[Short exercise]
Reproduce the entire listing below with "separate parts" changed to "distinct pieces" wherever it occurs and everything else left as it stands. Leave the pictures out.

╔══

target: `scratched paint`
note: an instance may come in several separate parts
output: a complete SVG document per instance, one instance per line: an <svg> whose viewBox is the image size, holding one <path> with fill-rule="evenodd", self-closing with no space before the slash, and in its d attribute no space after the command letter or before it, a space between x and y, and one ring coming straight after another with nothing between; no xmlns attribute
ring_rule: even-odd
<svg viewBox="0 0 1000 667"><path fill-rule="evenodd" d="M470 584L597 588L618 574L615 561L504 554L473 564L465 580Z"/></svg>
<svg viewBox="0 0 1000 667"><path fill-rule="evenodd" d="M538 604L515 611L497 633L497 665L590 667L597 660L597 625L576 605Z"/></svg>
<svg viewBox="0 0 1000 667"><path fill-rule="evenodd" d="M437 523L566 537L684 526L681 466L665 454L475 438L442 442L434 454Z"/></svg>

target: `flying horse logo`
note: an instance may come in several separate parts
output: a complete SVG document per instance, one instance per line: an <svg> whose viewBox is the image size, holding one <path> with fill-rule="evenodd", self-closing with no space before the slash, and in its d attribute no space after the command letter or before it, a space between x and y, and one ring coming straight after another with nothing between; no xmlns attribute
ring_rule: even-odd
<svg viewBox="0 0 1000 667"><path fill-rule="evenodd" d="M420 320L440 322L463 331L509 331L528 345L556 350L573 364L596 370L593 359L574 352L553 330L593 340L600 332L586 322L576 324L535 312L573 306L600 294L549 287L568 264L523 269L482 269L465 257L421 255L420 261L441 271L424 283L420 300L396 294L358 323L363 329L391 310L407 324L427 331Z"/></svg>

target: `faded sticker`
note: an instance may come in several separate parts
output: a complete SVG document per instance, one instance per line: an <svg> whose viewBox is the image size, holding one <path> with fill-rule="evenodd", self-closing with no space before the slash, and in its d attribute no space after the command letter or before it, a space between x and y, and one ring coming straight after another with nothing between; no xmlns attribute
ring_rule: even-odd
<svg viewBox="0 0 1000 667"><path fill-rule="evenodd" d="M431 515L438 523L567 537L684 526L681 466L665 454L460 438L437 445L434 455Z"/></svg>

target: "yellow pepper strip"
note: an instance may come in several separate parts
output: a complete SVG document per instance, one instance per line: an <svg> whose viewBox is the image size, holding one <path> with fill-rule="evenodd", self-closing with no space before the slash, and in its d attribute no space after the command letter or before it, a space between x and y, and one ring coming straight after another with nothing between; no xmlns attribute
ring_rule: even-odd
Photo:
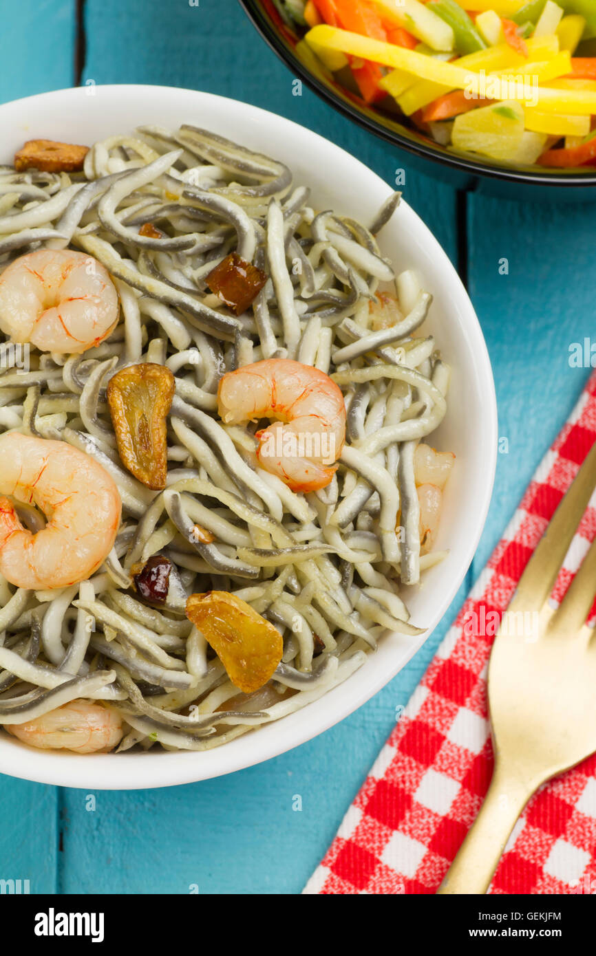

╚══

[Correct response]
target: `scratched paint`
note: an instance may come in several distinct pieces
output: a complete SVG document per instance, one instance per line: an <svg> whose viewBox is the image size, holding one <path> with fill-rule="evenodd", self-closing with no space before the slash, and in its d attribute no space after the command letter or before it, a space between x and y, and one ring coming straight after another with nothing between; no xmlns attribute
ring_rule: even-odd
<svg viewBox="0 0 1000 667"><path fill-rule="evenodd" d="M470 584L597 588L618 574L615 561L504 554L473 564L465 580Z"/></svg>
<svg viewBox="0 0 1000 667"><path fill-rule="evenodd" d="M538 604L515 611L497 633L497 665L590 667L597 660L597 625L576 605Z"/></svg>
<svg viewBox="0 0 1000 667"><path fill-rule="evenodd" d="M437 523L566 537L684 526L681 466L665 454L475 438L442 442L434 454Z"/></svg>

target: `flying horse logo`
note: an instance may come in several distinct pieces
output: a complete SVG document per instance, one instance per line: an <svg> whose viewBox is the image size, holding one <path> with fill-rule="evenodd", self-closing with no space before the slash, and in its d attribute no space after the command letter or before it, a space between x and y, and one ring coming straight after another with nothing between; no xmlns attribute
ring_rule: even-odd
<svg viewBox="0 0 1000 667"><path fill-rule="evenodd" d="M420 320L440 322L463 331L509 331L528 345L556 350L573 364L596 370L593 359L574 352L553 330L593 340L600 332L586 322L576 324L535 312L573 306L600 294L549 287L568 264L523 269L482 269L465 257L421 255L420 261L441 271L424 283L420 300L396 294L358 323L363 329L391 310L407 324L427 331Z"/></svg>

target: `faded sticker`
note: an instance may come in several distinct pieces
output: a complete SVG document per instance, one instance per line: an <svg> whose viewBox is the image size, holding one <path> with fill-rule="evenodd", self-closing with no space before the slash, and in its d attribute no space after the command letter or before it, a space between x and y, and one ring coming straight after another with nothing between; no xmlns attribute
ring_rule: even-odd
<svg viewBox="0 0 1000 667"><path fill-rule="evenodd" d="M431 515L438 523L567 537L684 526L681 466L665 454L460 438L437 445L434 455Z"/></svg>

target: "yellow pepper strip"
note: an instance may come in several distinct pieces
output: a complete SVG document per instance, one instance per line: an <svg> whose viewBox is the image size, holding one <path> with fill-rule="evenodd", self-closing with no space before the slash, and in its d attribute no space after the command letter or before it, a space between x and y, and one ring coming straight after another with nothing between; no xmlns attribute
ring_rule: even-odd
Photo:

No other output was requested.